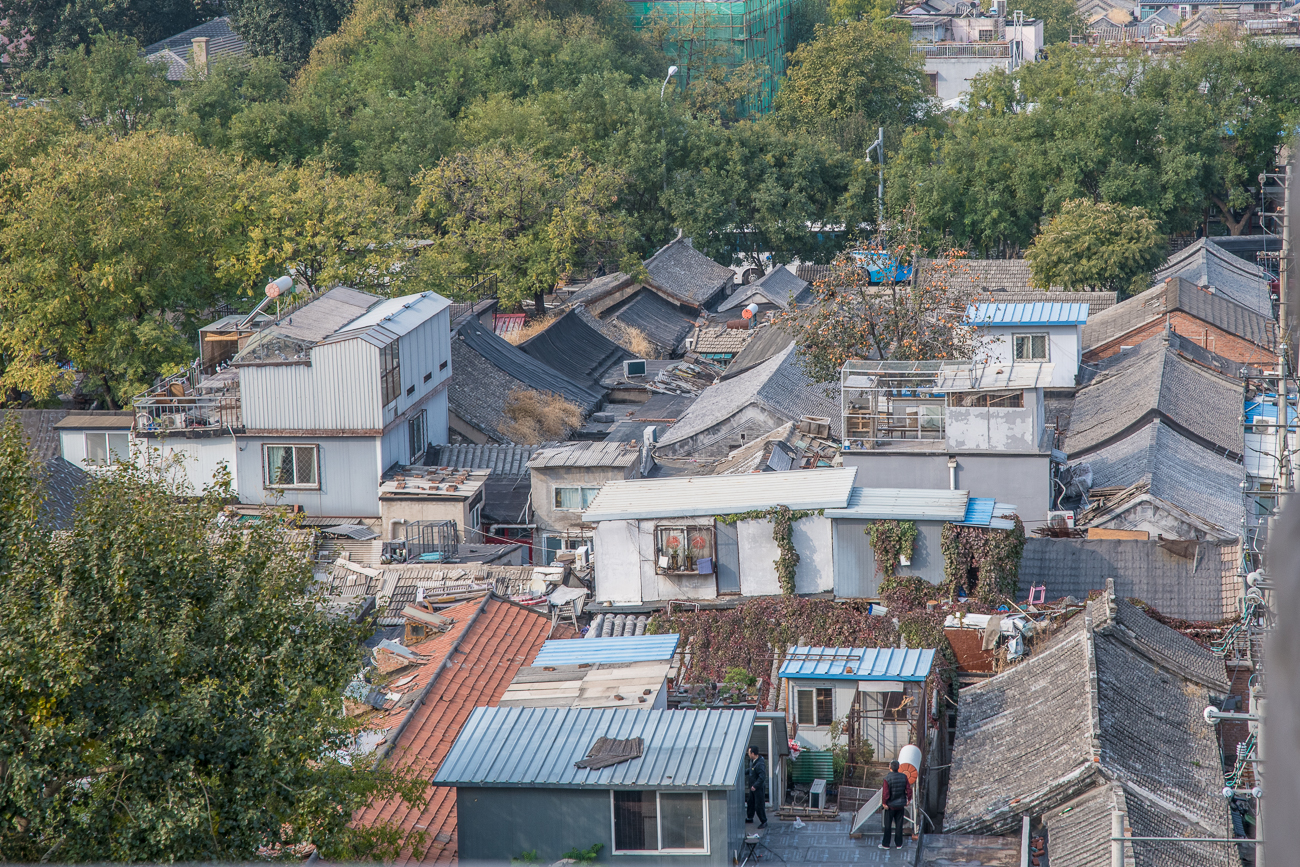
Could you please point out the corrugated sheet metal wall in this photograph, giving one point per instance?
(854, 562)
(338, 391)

---

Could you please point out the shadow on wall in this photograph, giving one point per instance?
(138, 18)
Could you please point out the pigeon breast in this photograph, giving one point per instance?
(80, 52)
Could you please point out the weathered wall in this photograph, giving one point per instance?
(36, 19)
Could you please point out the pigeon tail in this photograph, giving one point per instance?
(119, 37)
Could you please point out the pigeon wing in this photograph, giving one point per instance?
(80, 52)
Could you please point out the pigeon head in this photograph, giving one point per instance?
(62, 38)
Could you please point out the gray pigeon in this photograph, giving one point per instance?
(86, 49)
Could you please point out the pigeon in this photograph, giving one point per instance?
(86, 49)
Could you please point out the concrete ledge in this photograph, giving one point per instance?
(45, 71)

**STATED PROBLEM**.
Which lines in the items above contain the string "wall"? Copy each of those lines out in full.

**EXERCISE RESULT**.
Could you please point out the corrugated sheet metal wall in this photograph, giving one point per instance?
Could you please point out the shadow on wall in this photograph, giving one point per instance?
Could you please point out the weathered wall in this photograph, giving one point per instance?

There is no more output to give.